## PAGE EXTRACT
= Beginning of Section =

July 1, 2018: The Thirteenth Sunday in Ordinary Time - Pastor’s Corner
Kate Spade. Anthony Bourdain. 45,000 anonymous. All lives ended by suicide this past year. Within days of these high-profile suicides, the Center for Disease Control published a startling and troubling report that has flown under most social radars: suicide has become one of the top ten causes for death. In 2016, there were more than twice as many suicides as homicides, and the percentage increase of suicide has risen almost 30% in the last 20 years. This percentage increase is more than heart disease, cancer or any other of the leading causes for death. Suicide is on the rise and its social and spiritual effects are devastating.
In the recent weeks, I have been engaged in many conversations and pastoral moments with folks trying to grapple with the reality of suicide, and so this week, I’ll reflect on suicide in the light of our faith. Three key points come to mind.
First, the faith gives us a balanced view on how to think about suicide. On the one hand, we name suicide for what it is: the extinguishing of human life. Suicide ought not to be glorified, romanticized or condoned in any way. Life is a gift and to choose to destroy that gift is a serious offense against the gift giver. Suicide is always wrong. At the same time, we are in no position to judge or condemn the person who commits suicide. God alone judges our heart. For our part, we entrust the care of their soul to his mercy. I often reflect with those who have family or friends who have ended their lives, that as much as we love our departed, God loves them infinitely more than we do. God’s mercy is unconditional and so the Church, in her funeral rites and prayers, highlights the hope that we have in merciful judgement of our loving God. As Catholics, we can condemn the act, but not the person. We can name, and even feel the anger of the act but entrust their future to our Father’s love.
Second, our Catholic tradition teaches us that despair is not just a physical disease or emotional depression but has spiritual dimensions. So, it was disturbing to see some Catholic commentators suggest that if only Spade or Bourdain had embraced a life of faith, they wouldn't have killed themselves. When you have faith, you should be filled with the joy of the Lord and so suicide shouldn’t be a possibility. This sentiment is false. It’s right up there with saying that if only one had enough faith, one would never become ill. In fact, Jesus condemns the leaders of his time who conflate physical and emotional illness with moral failings. You might as well say that if only one had enough faith, one would never sin. This is simply not true. What is true is that, in our culture, there is a stress on achieving happiness without recognizing that there is no happiness without meaning. As human beings we can endure much pain and suffering, if there is an underlying significance or meaning which keeps us going. Faith is the horizon which gives us a frame of reference to understand and endure times of grief, depression and suffering. It is interesting to note that the greatest increase in suicides comes from those who are ages 45-60 and are affluent, without any diagnosed mental health illness and from all outward appearances are leading successful and happy lives. This points to a cultural loss of the structure of meaning faith gives, while highlighting the fundamental mystery of suicide itself. Faith is not a psychic bandage or an easy cure for the causes of suicide. But our faith can help to remain connected to the author of life, as it has given many saints who have undergone grievous suffering,
Third, the virtue of hope is the theological virtue by which we connect to God, particularly in moments of darkness and loss. In the midst of her global ministry of love, Mother Theresa famously suffered from a loss of all sensible connection with God. She experienced feelings of isolation, abandonment and loss of God’s loving presence. In her private letters, she speaks of the hope that helped her to endure. The only way to fail is to give up. We all fall. Yet, there is only one way to fail: to not get back up again. In his way of the cross, Christ knows that he is headed towards his death and so when he falls three times on the road to Calvary, we wonder why does he keep getting up? This is the mystery of hope. Christ rises three times because he loves us and wants us to show that we can always hope in his love. There is no suffering, abandonment or grief that he has not already experienced, so that when we experience the same, we can live in the hope that, in the end, his love will be victorious. In the face of the rise of suicide, we do well to reach out to those who are in need, accompany those who are struggling and, at every turn, live the hope that is the love of the author of all life. Lord, help us to hope! Amen!

= End of Section =

## HOW TO COMPLETE THIS TASK
According to the Pastor's Corner column, why does Christ get back up each of the three times he falls on the road to Calvary?

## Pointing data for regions
= Beginning of Section =

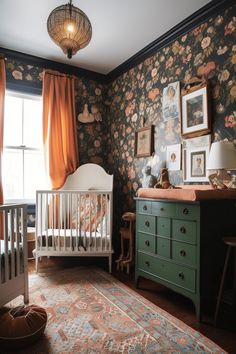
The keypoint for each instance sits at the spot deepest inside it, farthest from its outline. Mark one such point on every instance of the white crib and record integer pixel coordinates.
(77, 219)
(13, 253)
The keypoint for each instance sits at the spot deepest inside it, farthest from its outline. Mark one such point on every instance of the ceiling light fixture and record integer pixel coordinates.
(70, 28)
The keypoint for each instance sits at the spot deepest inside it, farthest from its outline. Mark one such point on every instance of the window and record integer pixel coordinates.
(23, 164)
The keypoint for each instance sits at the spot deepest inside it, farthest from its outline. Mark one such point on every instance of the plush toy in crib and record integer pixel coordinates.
(163, 182)
(148, 180)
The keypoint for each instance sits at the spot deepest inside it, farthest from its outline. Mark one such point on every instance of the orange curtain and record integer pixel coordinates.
(2, 96)
(59, 126)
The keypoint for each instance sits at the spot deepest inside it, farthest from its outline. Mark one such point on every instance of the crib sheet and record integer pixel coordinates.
(2, 259)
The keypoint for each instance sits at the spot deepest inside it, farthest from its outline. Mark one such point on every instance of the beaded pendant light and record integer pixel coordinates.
(70, 28)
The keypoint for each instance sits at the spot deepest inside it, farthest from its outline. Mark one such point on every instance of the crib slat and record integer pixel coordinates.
(47, 219)
(64, 220)
(6, 260)
(11, 233)
(101, 238)
(59, 221)
(76, 220)
(70, 219)
(17, 216)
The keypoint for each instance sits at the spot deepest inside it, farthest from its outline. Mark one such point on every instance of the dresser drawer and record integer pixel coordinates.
(163, 209)
(146, 223)
(187, 211)
(180, 275)
(151, 264)
(146, 242)
(163, 247)
(184, 231)
(163, 226)
(144, 207)
(184, 253)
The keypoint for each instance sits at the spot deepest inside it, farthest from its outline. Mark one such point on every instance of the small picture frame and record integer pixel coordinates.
(173, 157)
(195, 113)
(195, 158)
(171, 107)
(144, 141)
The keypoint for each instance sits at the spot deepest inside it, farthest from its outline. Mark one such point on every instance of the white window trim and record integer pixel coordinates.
(22, 147)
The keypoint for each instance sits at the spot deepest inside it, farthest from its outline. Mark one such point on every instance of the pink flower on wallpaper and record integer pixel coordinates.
(153, 93)
(129, 95)
(169, 62)
(230, 27)
(230, 121)
(205, 69)
(130, 108)
(205, 42)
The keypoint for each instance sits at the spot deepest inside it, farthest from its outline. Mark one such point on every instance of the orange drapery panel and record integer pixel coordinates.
(2, 97)
(59, 126)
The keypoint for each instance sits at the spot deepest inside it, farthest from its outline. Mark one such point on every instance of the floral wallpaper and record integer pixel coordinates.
(91, 141)
(135, 99)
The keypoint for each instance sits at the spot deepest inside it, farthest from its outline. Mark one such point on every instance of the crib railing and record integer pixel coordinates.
(73, 221)
(13, 252)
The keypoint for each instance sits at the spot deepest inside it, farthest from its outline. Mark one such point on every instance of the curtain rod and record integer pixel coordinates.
(57, 73)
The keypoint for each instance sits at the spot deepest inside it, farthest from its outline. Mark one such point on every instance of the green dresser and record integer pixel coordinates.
(179, 244)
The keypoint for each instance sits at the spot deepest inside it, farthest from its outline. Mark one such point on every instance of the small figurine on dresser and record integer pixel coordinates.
(148, 180)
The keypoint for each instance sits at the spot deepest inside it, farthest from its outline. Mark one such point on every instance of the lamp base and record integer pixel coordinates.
(220, 180)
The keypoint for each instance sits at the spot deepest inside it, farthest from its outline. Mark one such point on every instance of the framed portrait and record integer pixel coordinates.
(173, 157)
(195, 158)
(144, 141)
(171, 106)
(195, 113)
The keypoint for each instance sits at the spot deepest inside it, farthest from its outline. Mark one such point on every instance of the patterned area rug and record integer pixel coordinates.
(89, 311)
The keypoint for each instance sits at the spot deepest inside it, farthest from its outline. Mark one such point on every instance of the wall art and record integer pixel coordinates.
(171, 108)
(144, 141)
(195, 113)
(173, 157)
(195, 158)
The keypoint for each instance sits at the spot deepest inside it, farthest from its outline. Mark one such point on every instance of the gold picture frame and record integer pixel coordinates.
(195, 113)
(144, 141)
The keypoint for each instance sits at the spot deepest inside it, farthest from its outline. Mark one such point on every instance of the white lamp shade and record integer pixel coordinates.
(222, 156)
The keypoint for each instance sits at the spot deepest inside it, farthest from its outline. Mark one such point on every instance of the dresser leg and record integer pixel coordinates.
(136, 281)
(198, 311)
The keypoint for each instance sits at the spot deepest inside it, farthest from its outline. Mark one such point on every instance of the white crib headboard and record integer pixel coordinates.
(89, 176)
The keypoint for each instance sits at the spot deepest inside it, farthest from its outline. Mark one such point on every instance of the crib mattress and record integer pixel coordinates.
(2, 260)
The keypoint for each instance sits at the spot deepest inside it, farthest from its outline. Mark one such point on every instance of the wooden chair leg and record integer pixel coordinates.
(222, 285)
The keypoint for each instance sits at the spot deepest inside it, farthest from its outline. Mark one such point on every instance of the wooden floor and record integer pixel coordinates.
(175, 304)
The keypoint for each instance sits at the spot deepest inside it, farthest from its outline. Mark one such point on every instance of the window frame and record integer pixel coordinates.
(22, 147)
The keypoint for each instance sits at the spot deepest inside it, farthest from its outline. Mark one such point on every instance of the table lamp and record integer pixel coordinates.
(222, 158)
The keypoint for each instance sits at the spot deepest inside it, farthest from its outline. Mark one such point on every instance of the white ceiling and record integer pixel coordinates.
(121, 28)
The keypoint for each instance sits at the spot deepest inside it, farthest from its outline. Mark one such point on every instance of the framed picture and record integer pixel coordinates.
(171, 102)
(195, 158)
(195, 113)
(144, 141)
(173, 157)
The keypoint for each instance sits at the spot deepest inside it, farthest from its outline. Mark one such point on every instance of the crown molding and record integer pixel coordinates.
(54, 65)
(204, 13)
(212, 8)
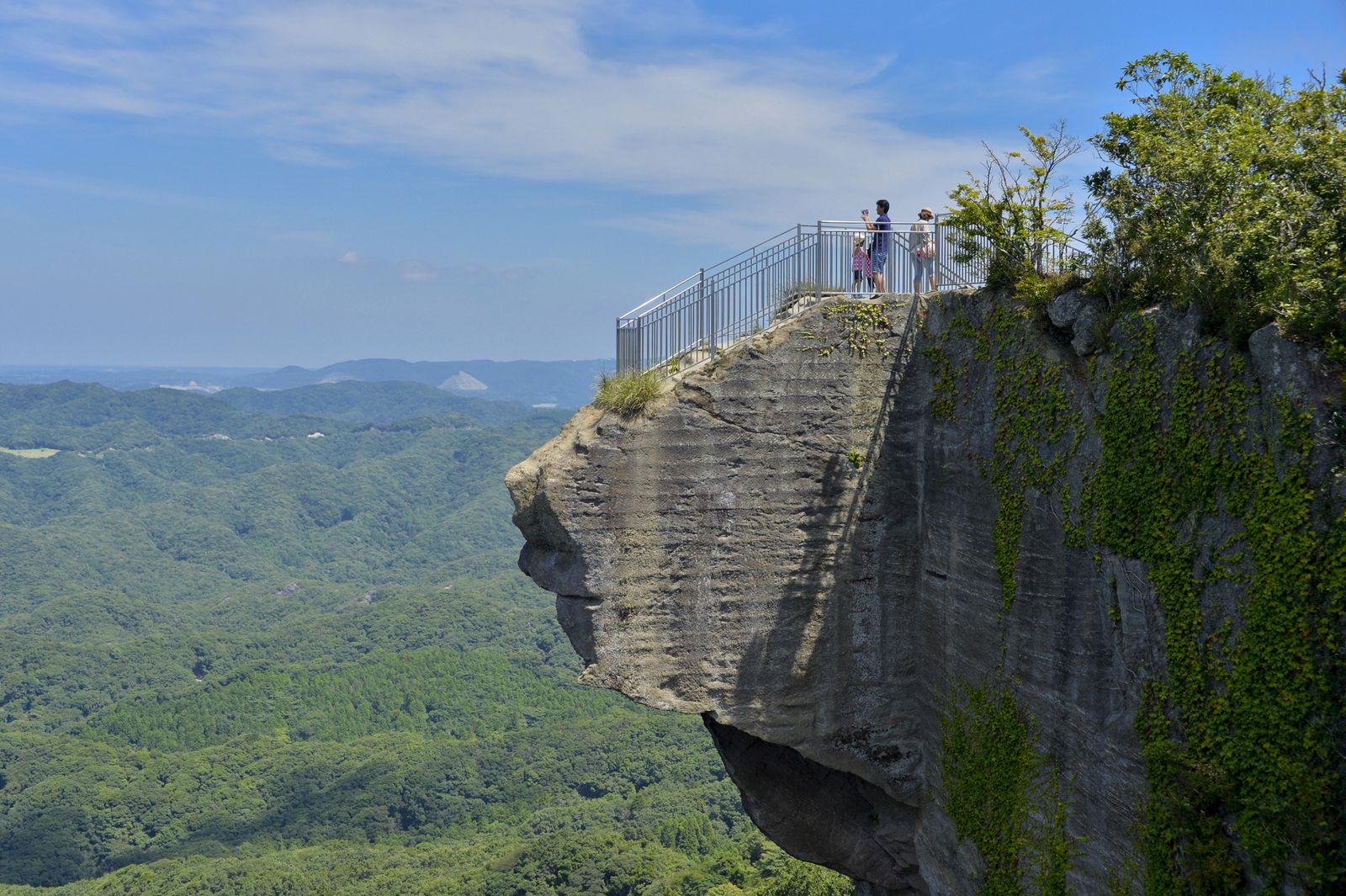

= End of Section =

## SOLUTION FOR THIS PROBLEM
He rises because he loves us and wants to show us that we can always hope in his love. The column calls this the mystery of hope.